SELECTED TEXT -
T. Wheeler Castillo, Terrazzo, 2014. Screenprint, 28 x 28 cm. Printed by Emile Milgrim and T. Wheeler Castillo at Turn-Based Press

Those who’ve been fortunate enough to witness a sunset in Miami are privy to what feels like a slowly darkening and expanding rainbow, a gradient of colors effortlessly stretched, like a blanket, across a mostly flat landscape. It’s a vision that cannot be conveyed properly (not really) without bearing witness. Like most Floridian phenomena beautiful or bizarre—it is equal parts magnificent and strange, and you have to see it to believe in it.

It is with slightly less sentimental underpinnings that Emile Milgrim, musician and founder of the record label Other Electricities, and artist and Turn-Based Press co-director T. (Thom) Wheeler Castillo, created Archival Feedback, an aural and visual project documenting Florida’s unique landscape: its sounds, its feel, and the kaleidoscopic interpretations thereof. Supported by the Knight Foundation, Archival Feedback has been in development for a long while, even in ways unbe- knownst to its makers. Both grew up in Florida, then lived and studied in Portland, Oregon, where they found themselves unwittingly influenced by the warm feelings of their home, the colors and memories weaving their way into their respective crafts. Archival Feedback might be a sonic map, but it is also an unintentional love letter, a manifestation of the inherently resolved act of coming home.

WHAT YOU HAVE TO DO - Please reproduce the passage about the Archival Feedback project from "It is with slightly" to "of coming home.", keeping every word and mark unchanged.

INFORMATION PROVIDED -
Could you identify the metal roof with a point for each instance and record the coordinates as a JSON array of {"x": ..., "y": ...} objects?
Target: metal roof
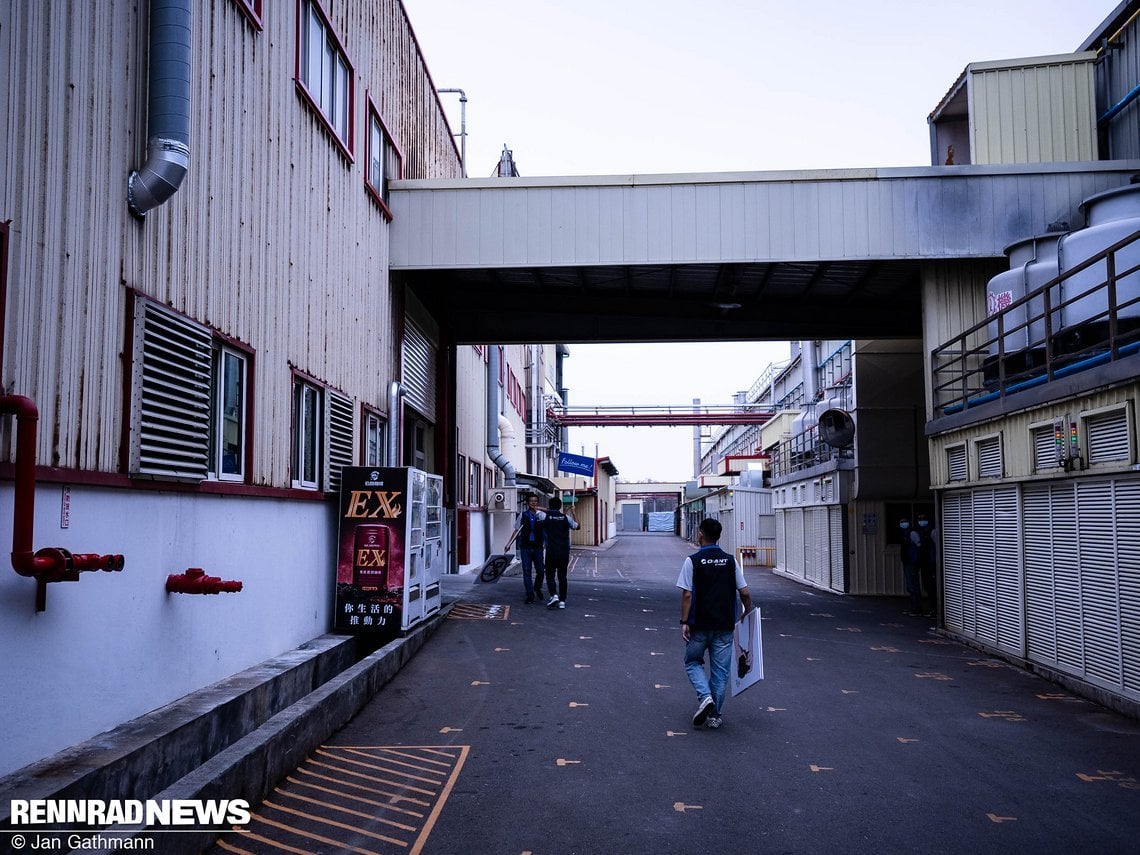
[{"x": 766, "y": 255}]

RESPONSE TO THIS EXERCISE -
It is with slightly less sentimental underpinnings that Emile Milgrim, musician and founder of the record label Other Electricities, and artist and Turn-Based Press co-director T. (Thom) Wheeler Castillo, created Archival Feedback, an aural and visual project documenting Florida’s unique landscape: its sounds, its feel, and the kaleidoscopic interpretations thereof. Supported by the Knight Foundation, Archival Feedback has been in development for a long while, even in ways unbe- knownst to its makers. Both grew up in Florida, then lived and studied in Portland, Oregon, where they found themselves unwittingly influenced by the warm feelings of their home, the colors and memories weaving their way into their respective crafts. Archival Feedback might be a sonic map, but it is also an unintentional love letter, a manifestation of the inherently resolved act of coming home.